"İçtihat Metni"
MAHKEMESİ : Trabzon Bölge Adliye Mahkemesi 3. Hukuk Dairesi
SAYISI : 2022/1465 E., 2023/83 K.
HÜKÜM/KARAR : Ret / Esastan Ret
İLK DERECE MAHKEMESİ : Giresun 2. Asliye Hukuk Mahkemesi
SAYISI : 2020/139 E., 2022/319 K.
Taraflar arasındaki tapu iptali ve tescil davasından dolayı yapılan yargılama sonunda İlk Derece Mahkemesince davanın reddine karar verilmiştir.
Kararın davacı vekili tarafından istinaf edilmesi üzerine, Bölge Adliye Mahkemesince başvurunun esastan reddine karar verilmiştir.
Bölge Adliye Mahkemesi kararı davacı vekili tarafından temyiz edilmekle; kesinlik, süre, temyiz şartı ve diğer usul eksiklikleri yönünden yapılan ön inceleme sonucunda, temyiz dilekçesinin kabulüne karar verildikten ve Tetkik Hâkimi tarafından hazırlanan rapor dinlendikten sonra dosyadaki belgeler incelenip gereği düşünüldü:
I. DAVA
Davacı vekili; davacının maliki olduğu Giresun ili, ... ilçesi, .... Mahallesi 513 ada 83 parsel sayılı taşınmazda yer alan hissesinin 1/2'sini 04.01.1994 tarihinde, ekonomik sorunları ve haciz tehlikesi nedeniyle o tarihte güven ilişkisine dayanarak eşi olan davalı ...'ya devrettiğini, davacının o tarihlerde eşi olan davalıya duyduğu güvenle daha sonrasında evdeki hissesini ondan geri almadığını, ilerleyen yıllarda da tarafların evliliklerinde sorunlar çıktığını ve davalı ...'nın boşanma davası açtığını, davacının yine aynı taşınmazdaki hissesinin geri kalan kısmını 21.10.2004 tarihinde açılmış olan boşanma davasından vazgeçmesi karşılığında ve o tarihte eşi olan davalı ...'ya tapuda satış işlemi olarak göstererek ancak gerçekte bedelsiz olarak devrettiğini, davalının sonradan aldığı hisseleri geri vermediğini ileri sürerek dava konusu taşınmaza ait tapunun iptali ile taşınmazın müvekkili adına tesciline karar verilmesini istemiştir.

(Kaydedilmiş veri girdileri)
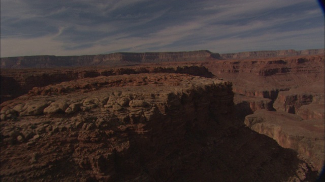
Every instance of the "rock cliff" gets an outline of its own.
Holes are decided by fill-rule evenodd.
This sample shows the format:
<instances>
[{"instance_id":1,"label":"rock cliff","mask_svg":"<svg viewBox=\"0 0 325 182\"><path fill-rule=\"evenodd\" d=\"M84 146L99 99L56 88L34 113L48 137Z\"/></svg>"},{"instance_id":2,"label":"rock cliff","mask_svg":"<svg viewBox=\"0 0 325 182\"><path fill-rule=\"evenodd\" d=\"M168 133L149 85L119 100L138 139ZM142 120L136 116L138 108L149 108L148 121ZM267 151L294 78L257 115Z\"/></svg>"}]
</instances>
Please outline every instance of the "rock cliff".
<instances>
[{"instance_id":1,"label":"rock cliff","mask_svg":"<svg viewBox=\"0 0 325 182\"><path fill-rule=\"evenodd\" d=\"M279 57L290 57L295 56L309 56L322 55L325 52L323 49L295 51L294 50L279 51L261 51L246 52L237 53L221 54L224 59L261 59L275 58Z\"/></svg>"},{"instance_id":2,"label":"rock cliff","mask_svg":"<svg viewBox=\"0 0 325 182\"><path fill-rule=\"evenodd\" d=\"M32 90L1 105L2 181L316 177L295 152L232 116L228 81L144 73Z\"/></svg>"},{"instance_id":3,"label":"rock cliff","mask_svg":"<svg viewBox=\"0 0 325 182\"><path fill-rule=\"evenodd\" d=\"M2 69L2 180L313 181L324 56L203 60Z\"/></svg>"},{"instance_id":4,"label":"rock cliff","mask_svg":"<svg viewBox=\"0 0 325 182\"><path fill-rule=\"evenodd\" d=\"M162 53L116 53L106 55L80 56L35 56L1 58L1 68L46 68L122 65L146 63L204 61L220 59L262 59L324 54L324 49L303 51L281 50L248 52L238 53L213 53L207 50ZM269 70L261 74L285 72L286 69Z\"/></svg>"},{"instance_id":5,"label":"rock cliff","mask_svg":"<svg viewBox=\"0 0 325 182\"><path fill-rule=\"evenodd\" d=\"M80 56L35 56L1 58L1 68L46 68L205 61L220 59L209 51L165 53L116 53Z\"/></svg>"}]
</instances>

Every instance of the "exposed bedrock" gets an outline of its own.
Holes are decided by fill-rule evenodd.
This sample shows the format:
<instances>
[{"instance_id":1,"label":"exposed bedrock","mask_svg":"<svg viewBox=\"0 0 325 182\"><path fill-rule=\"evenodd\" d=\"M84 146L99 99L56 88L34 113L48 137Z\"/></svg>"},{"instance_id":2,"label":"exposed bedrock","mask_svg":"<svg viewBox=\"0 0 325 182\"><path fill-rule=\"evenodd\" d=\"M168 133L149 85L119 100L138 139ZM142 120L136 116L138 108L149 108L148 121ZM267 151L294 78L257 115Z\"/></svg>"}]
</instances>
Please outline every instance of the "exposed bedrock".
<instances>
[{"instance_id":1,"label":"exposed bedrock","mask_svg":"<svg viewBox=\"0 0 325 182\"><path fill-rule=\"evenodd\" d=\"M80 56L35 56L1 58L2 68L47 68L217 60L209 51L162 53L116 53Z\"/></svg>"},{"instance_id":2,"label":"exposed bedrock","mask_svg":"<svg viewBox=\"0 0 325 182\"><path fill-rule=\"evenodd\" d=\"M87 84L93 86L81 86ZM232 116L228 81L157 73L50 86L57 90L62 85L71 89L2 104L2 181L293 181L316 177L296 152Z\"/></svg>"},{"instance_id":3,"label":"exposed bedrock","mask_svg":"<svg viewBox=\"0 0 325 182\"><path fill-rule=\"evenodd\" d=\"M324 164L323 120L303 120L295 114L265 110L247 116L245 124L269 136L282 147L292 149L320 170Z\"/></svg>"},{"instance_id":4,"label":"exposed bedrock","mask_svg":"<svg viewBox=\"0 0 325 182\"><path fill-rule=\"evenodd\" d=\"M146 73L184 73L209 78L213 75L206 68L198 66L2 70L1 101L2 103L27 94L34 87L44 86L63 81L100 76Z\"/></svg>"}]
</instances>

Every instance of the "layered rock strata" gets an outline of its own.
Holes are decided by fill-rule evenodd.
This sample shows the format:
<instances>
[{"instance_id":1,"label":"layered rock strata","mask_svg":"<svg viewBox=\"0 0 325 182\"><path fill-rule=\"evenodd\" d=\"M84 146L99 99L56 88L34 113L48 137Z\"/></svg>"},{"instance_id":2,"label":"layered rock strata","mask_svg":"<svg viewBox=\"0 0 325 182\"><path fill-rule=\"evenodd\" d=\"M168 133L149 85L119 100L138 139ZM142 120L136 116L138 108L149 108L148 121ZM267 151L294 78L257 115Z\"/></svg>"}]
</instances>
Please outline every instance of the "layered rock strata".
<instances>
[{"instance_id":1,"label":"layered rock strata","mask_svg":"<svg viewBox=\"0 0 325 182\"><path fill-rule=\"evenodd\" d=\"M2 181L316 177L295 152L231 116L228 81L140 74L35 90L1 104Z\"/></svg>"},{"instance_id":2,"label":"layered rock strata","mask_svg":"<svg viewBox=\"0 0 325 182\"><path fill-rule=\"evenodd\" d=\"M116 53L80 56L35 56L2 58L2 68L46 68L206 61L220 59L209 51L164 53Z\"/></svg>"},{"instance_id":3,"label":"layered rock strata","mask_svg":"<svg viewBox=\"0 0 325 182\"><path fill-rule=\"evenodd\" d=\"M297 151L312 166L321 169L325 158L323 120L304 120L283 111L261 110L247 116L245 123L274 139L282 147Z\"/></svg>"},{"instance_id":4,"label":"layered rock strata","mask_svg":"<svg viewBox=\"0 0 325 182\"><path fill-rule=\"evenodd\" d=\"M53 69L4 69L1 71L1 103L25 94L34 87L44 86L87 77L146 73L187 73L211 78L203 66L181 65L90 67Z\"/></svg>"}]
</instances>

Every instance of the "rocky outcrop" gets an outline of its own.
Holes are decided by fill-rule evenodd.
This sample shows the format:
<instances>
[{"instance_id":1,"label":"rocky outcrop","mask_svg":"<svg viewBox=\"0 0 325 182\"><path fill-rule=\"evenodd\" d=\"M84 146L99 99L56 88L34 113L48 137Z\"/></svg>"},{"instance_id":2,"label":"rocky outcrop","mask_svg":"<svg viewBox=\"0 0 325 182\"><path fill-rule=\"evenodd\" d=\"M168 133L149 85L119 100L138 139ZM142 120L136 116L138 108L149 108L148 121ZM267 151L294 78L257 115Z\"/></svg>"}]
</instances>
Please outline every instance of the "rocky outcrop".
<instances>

▶ **Yapılacaklar**:
A - İçtihat metnindeki "Davacı vekili; davacının maliki olduğu" diye başlayan paragrafı, ana bilgilerini koruyarak kısa maddeler hâlinde yeniden yaz.
B - İçtihat metninin "Taraflar arasındaki tapu" sözleriyle başlayıp "esastan reddine karar verilmiştir." sözleriyle biten bölümünü harfi harfine aktar.
Bu girdilere ihtiyacınız olmayacak.

▶ **Cevap listesi**:
A -
- Davacı, Giresun ilindeki 513 ada 83 parsel sayılı taşınmazdaki hissesinin 1/2'sini 04.01.1994'te devretmiştir. Devri ekonomik sorunlar ve haciz tehlikesi yüzünden, güven ilişkisine dayanarak o zamanki eşi olan davalıya yapmıştır.
- Eşine duyduğu güven nedeniyle bu hisseyi daha sonra geri almamıştır.
- İlerleyen yıllarda evlilikte sorunlar çıkmış ve davalı boşanma davası açmıştır.
- Davacı, hissesinin geri kalanını da davalıya devretmiştir. Bu devir, 21.10.2004'te açılmış boşanma davasından vazgeçilmesi karşılığında yapılmış, tapuda satış olarak gösterilmiş, gerçekte ise bedelsizdir.
- Davalı, aldığı hisseleri geri vermemiştir.
- Davacı vekili, tapunun iptalini ve taşınmazın davacı adına tescilini istemiştir.

B -
Taraflar arasındaki tapu iptali ve tescil davasından dolayı yapılan yargılama sonunda İlk Derece Mahkemesince davanın reddine karar verilmiştir.
Kararın davacı vekili tarafından istinaf edilmesi üzerine, Bölge Adliye Mahkemesince başvurunun esastan reddine karar verilmiştir.